[STATED PROBLEM]
Copy every line of the data below word for word, leaving nothing out and changing nothing.

[EXTRACTED MATERIAL]
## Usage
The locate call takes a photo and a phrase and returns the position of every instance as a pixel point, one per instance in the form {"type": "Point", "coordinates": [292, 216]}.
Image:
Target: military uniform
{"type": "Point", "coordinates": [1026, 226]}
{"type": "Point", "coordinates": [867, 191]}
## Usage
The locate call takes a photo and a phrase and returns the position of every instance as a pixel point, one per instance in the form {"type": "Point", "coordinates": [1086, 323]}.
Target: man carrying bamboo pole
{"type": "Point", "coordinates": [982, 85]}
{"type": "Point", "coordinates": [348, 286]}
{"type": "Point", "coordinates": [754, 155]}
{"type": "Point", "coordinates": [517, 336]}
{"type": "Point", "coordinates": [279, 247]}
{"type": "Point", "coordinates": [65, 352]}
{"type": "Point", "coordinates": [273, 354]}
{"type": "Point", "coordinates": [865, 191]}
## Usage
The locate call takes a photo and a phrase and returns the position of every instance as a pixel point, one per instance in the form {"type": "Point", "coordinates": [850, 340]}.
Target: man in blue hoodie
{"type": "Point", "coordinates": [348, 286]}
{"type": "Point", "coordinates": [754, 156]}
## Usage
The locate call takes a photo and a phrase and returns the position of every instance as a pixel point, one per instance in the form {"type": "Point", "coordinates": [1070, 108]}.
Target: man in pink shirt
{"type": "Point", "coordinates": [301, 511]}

[RESPONSE TO THE TASK]
## Usage
The locate call takes a photo and a phrase and returns the position of every instance as a pixel point, one per instance in the form {"type": "Point", "coordinates": [292, 216]}.
Image:
Target: military uniform
{"type": "Point", "coordinates": [1026, 226]}
{"type": "Point", "coordinates": [867, 191]}
## Usage
The locate call takes a photo and a phrase and returns the position of every instance as a pixel point, one per instance in the form {"type": "Point", "coordinates": [1086, 323]}.
Target: man carrying bamboo pole
{"type": "Point", "coordinates": [982, 85]}
{"type": "Point", "coordinates": [348, 286]}
{"type": "Point", "coordinates": [754, 155]}
{"type": "Point", "coordinates": [517, 336]}
{"type": "Point", "coordinates": [279, 247]}
{"type": "Point", "coordinates": [65, 352]}
{"type": "Point", "coordinates": [273, 354]}
{"type": "Point", "coordinates": [865, 191]}
## Usage
The locate call takes a photo and a phrase and returns the position of every instance as a pixel point, one per instance in the form {"type": "Point", "coordinates": [850, 340]}.
Target: man in blue hoodie
{"type": "Point", "coordinates": [348, 286]}
{"type": "Point", "coordinates": [754, 156]}
## Usage
The locate call takes a photo and a phrase and returns the position of every instance as a pixel point, one per instance in the form {"type": "Point", "coordinates": [1070, 108]}.
Target: man in pink shirt
{"type": "Point", "coordinates": [301, 511]}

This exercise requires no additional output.